Rows taken from a dataset:
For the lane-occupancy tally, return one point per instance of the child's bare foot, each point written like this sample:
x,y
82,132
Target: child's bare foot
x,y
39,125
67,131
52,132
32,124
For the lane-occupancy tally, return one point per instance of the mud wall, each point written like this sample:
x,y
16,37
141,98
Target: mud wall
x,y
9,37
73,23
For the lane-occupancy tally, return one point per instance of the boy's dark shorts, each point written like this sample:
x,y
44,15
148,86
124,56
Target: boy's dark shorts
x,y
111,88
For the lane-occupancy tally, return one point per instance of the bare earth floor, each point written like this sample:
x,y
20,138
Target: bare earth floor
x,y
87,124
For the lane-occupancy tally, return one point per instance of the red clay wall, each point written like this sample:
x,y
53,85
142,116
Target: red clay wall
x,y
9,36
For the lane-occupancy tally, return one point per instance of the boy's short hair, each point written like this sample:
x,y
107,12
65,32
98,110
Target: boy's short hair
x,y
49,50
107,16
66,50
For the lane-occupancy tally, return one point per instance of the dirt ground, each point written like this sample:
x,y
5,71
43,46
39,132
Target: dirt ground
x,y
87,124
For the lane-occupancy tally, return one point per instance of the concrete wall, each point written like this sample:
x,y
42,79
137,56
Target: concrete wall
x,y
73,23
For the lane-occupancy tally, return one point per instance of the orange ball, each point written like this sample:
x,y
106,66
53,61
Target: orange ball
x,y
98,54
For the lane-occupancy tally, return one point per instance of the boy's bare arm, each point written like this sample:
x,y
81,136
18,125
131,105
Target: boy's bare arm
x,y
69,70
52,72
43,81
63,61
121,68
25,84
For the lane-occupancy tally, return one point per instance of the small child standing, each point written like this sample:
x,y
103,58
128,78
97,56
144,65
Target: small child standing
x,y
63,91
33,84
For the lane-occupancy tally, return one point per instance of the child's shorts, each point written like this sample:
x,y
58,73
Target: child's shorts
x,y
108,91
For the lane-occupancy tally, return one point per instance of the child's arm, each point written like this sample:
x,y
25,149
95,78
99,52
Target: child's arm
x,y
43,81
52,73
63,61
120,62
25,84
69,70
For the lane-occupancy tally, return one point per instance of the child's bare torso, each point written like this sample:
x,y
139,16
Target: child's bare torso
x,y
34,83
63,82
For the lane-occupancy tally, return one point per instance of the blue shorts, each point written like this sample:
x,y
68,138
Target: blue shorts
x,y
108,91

THE PROBLEM: Retype the whole listing above line for line, leaving every character unchanged.

EXPECTED ANSWER:
For the lane-occupancy tally, return one point per instance of the child's bare foot, each point written like this sample:
x,y
82,132
Target: child's bare foot
x,y
39,125
67,131
52,132
32,124
For the lane-occupancy tally, return one point per instance of the mud wall, each point written like this sample:
x,y
16,37
141,98
Target: mud wall
x,y
9,37
73,23
For the lane-occupancy tally, return one point per instance of the boy's dark shorts, each point written like this sample:
x,y
44,15
148,86
124,56
Target: boy's dark shorts
x,y
111,88
For the lane-occupancy tally, return one point per instance of the bare earth floor, each point written like this sample:
x,y
20,138
Target: bare earth floor
x,y
87,124
For the lane-occupancy tally, return one point per instance of the red clay wall, each point written like this sample:
x,y
53,85
142,116
Target: red clay wall
x,y
9,36
For the lane-occupancy tally, return one point per instance of the boy's short hair, each point written like this sample:
x,y
107,12
65,32
98,110
Target: boy's short hair
x,y
49,50
107,16
66,50
For the lane-occupancy tally, return one point per instance of the dirt ground, each point written like this sample:
x,y
5,71
43,46
39,132
Target: dirt ground
x,y
87,124
For the lane-occupancy tally, return one point per instance of the concrete wall, each point written like this sample:
x,y
42,79
137,56
Target: concrete wall
x,y
73,23
For the lane-occupancy tally, return one point per instance of the orange ball, each point written like this sample:
x,y
106,66
53,61
Target: orange ball
x,y
98,54
For the lane-occupancy tally, return one point per instance of the boy's bare arm, each point written like this sample:
x,y
81,136
18,125
131,105
Target: boy's bare arm
x,y
69,70
52,72
43,81
63,61
121,68
25,84
For the lane-occupancy tally, return one point per instance of the small child standing, each point written like this sample:
x,y
103,58
128,78
97,56
144,65
Target: small child standing
x,y
63,91
33,84
For the lane-occupancy tally, return one point per instance of the child's shorts, each point written like this sample:
x,y
58,73
Target: child's shorts
x,y
108,91
For the lane-occupancy tally, return one point per instance of the child's arm, each point written like this sample:
x,y
25,149
95,78
99,52
Target: child's arm
x,y
43,81
52,73
63,61
120,62
25,84
69,70
For the lane-occupancy tally, return one point per instance of the child's bare torso, each point written like this sample:
x,y
139,16
Target: child's bare torso
x,y
34,83
63,82
For the lane-occupancy tally, return one point per instance of the blue shorts, each point written like this sample:
x,y
68,138
Target: blue shorts
x,y
108,91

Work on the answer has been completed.